#### Material to process
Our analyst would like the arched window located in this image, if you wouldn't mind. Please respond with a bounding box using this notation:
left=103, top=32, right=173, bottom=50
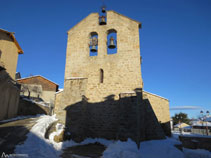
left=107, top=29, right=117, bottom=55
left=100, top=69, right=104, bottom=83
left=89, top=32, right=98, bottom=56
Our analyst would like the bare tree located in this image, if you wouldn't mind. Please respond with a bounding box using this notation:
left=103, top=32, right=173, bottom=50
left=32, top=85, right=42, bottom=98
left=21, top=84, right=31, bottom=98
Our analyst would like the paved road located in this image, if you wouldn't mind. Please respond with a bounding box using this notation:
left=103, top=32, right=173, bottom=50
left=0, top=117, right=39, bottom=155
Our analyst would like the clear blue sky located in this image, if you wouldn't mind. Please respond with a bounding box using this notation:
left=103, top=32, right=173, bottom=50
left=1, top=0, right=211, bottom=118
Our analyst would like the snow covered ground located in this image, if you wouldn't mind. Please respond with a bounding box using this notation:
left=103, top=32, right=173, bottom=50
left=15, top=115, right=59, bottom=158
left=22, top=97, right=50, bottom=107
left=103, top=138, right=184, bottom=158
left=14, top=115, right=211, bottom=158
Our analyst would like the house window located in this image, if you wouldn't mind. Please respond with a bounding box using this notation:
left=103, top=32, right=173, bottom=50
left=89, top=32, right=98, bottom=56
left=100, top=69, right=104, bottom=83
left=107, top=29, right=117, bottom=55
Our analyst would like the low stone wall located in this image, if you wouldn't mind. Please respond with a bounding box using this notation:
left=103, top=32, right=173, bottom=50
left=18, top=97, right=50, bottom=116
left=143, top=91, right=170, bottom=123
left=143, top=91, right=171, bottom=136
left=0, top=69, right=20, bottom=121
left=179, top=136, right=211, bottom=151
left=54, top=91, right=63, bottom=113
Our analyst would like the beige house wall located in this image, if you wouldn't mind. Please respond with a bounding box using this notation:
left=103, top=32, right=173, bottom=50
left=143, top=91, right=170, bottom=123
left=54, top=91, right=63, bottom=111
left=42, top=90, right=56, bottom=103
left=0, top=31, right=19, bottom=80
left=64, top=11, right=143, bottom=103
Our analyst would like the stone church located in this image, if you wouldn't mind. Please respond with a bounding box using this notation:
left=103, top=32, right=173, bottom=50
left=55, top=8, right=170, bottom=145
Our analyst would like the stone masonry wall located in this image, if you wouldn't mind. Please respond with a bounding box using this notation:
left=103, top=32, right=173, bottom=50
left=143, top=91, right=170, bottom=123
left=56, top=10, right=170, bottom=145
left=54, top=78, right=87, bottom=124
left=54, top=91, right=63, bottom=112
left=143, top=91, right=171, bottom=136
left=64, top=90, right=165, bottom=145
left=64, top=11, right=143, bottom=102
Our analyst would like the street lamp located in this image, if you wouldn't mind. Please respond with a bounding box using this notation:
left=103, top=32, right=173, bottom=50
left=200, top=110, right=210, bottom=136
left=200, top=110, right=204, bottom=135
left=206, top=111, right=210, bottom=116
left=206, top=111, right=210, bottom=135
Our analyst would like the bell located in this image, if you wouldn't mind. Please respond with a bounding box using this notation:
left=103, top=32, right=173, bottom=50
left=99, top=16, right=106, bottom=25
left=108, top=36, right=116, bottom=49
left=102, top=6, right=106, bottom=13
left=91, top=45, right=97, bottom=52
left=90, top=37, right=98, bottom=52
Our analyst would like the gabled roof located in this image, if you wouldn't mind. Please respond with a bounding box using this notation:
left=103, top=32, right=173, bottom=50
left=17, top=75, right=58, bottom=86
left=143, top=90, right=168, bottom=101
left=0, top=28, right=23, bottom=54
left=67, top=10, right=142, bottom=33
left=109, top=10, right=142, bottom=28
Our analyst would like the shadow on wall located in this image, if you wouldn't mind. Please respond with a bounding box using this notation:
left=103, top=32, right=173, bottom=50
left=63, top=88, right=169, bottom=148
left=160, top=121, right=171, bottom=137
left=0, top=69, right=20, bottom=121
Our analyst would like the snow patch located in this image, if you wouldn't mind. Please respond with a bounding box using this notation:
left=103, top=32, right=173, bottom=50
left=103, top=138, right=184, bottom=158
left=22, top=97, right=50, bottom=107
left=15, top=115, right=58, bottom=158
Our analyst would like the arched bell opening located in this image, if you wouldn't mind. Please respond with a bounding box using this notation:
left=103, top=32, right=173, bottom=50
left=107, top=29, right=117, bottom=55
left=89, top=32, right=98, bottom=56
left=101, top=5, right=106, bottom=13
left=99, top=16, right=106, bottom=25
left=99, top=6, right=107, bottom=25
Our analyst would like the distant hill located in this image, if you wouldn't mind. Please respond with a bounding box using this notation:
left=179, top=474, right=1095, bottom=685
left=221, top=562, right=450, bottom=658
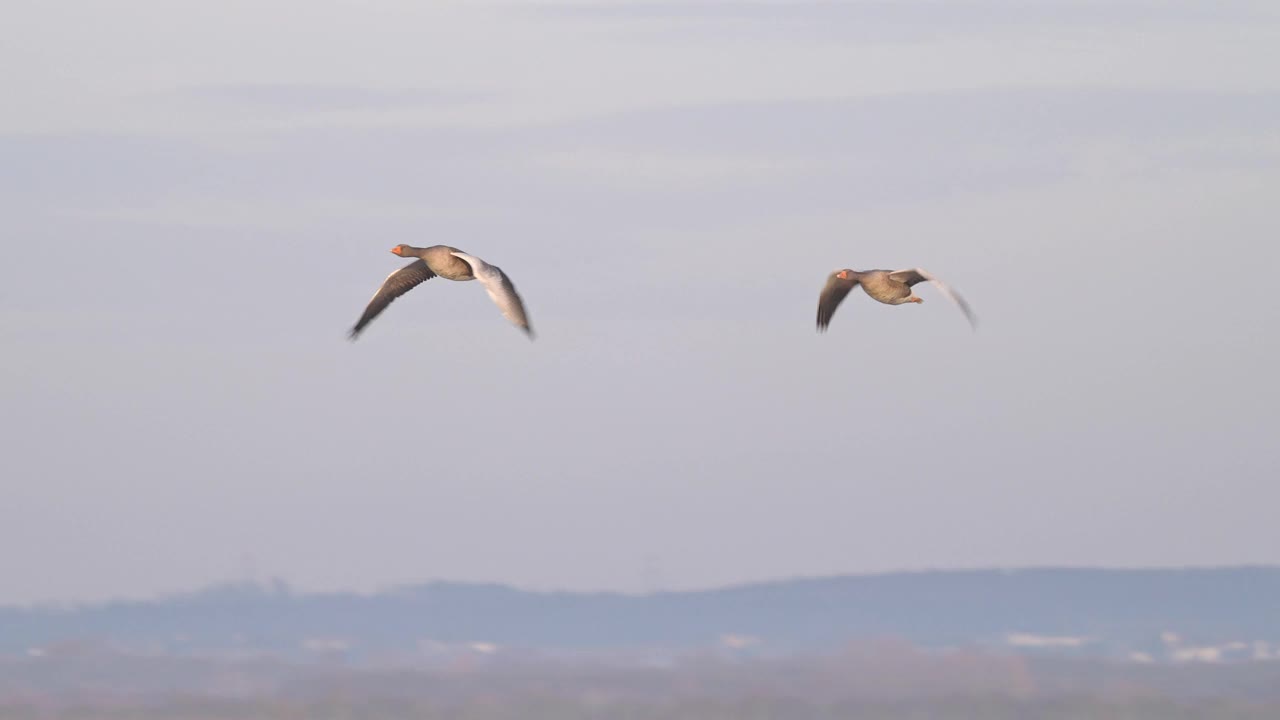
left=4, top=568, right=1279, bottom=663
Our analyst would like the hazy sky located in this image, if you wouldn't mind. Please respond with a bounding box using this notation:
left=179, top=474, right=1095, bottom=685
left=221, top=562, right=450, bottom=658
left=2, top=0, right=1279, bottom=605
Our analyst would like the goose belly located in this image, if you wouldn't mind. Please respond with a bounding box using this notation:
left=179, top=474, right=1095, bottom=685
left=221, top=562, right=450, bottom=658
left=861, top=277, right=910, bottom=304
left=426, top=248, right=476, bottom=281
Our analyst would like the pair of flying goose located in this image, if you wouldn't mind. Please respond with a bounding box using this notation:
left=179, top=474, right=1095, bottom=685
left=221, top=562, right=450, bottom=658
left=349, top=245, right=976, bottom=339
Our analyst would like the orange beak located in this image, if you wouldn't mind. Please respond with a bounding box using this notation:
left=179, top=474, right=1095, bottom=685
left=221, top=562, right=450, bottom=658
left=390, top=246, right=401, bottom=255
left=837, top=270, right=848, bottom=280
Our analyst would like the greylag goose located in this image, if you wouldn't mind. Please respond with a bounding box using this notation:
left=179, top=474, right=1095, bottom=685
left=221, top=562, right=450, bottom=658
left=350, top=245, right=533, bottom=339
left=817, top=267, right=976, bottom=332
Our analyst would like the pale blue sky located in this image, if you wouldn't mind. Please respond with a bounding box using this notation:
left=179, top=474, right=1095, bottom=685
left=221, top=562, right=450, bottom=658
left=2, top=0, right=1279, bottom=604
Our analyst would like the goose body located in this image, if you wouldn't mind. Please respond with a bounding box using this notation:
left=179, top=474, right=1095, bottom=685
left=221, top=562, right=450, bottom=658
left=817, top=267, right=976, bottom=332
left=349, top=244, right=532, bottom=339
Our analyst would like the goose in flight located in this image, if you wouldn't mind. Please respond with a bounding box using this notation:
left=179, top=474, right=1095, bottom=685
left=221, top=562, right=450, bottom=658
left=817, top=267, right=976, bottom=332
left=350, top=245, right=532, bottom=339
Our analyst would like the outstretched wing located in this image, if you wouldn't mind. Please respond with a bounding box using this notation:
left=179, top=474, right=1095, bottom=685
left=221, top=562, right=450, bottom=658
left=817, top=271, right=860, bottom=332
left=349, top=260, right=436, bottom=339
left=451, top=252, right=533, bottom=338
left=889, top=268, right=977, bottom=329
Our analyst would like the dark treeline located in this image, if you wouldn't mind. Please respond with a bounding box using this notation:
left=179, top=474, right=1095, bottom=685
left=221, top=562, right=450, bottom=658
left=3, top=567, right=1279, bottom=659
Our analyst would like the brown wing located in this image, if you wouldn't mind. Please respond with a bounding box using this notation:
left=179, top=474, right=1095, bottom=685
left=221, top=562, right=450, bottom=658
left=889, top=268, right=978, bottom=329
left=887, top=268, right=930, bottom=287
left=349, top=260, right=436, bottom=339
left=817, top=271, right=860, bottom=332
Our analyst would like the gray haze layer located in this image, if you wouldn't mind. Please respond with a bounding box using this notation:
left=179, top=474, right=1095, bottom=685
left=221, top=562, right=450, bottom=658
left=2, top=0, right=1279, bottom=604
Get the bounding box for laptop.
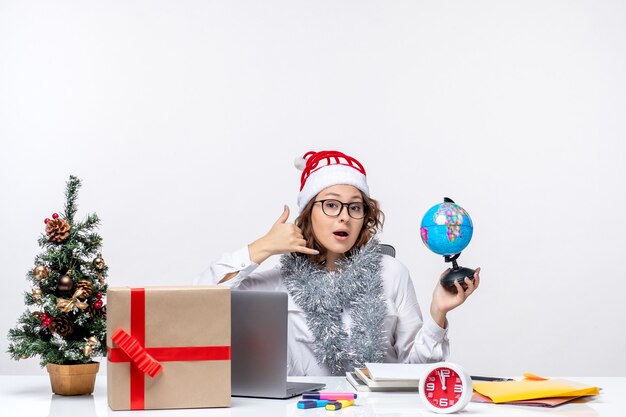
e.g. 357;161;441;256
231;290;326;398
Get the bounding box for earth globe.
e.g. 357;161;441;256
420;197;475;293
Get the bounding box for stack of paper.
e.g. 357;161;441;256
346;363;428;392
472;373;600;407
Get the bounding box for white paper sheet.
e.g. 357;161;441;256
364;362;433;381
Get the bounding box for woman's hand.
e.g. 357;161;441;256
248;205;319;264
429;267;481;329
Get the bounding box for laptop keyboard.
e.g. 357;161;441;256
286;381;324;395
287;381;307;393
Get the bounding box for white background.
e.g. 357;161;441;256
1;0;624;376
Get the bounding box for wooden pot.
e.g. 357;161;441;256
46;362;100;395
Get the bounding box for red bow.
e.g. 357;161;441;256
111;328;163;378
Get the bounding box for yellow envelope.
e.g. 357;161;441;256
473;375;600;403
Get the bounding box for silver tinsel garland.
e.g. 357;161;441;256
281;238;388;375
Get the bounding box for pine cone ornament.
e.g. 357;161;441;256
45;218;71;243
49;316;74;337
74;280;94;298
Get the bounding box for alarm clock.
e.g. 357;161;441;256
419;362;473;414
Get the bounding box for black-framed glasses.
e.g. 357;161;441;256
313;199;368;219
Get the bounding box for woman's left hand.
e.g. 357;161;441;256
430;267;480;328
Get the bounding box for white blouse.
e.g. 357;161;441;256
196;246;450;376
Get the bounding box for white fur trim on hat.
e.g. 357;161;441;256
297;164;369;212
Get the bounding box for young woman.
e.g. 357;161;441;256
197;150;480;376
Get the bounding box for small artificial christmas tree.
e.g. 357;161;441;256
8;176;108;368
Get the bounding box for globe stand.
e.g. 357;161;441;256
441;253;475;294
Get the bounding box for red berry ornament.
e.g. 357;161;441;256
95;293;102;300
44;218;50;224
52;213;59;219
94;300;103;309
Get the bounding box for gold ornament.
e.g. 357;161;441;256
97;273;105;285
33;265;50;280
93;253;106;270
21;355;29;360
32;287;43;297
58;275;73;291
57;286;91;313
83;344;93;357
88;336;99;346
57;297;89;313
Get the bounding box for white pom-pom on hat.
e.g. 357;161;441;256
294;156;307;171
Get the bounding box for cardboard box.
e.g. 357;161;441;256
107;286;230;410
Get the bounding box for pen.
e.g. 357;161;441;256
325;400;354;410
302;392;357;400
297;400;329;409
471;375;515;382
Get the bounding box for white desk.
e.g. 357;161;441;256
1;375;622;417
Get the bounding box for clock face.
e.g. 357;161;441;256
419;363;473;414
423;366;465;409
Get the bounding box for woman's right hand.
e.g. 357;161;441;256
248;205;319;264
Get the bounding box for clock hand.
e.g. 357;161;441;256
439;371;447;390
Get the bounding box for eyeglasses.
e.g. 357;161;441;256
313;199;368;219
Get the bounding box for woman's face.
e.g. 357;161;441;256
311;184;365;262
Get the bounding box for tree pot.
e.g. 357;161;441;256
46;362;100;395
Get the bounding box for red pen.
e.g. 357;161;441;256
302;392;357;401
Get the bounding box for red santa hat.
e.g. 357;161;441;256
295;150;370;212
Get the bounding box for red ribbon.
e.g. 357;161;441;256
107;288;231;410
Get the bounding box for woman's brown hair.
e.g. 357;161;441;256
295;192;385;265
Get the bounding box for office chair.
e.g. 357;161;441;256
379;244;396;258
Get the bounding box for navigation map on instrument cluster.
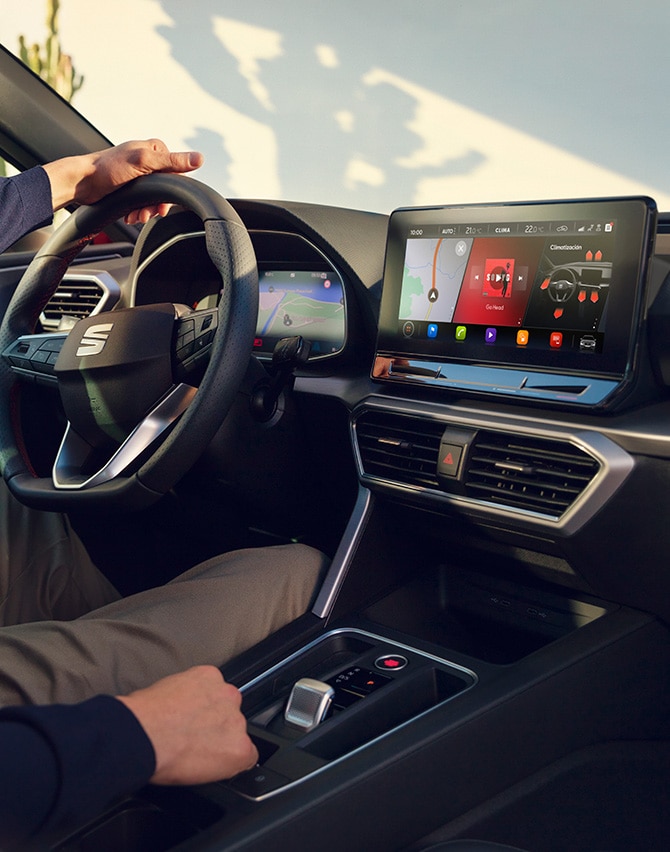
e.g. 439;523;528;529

#### Task
Count how many lines in the records hold the string "paper"; reply with the number alone.

#### Answer box
2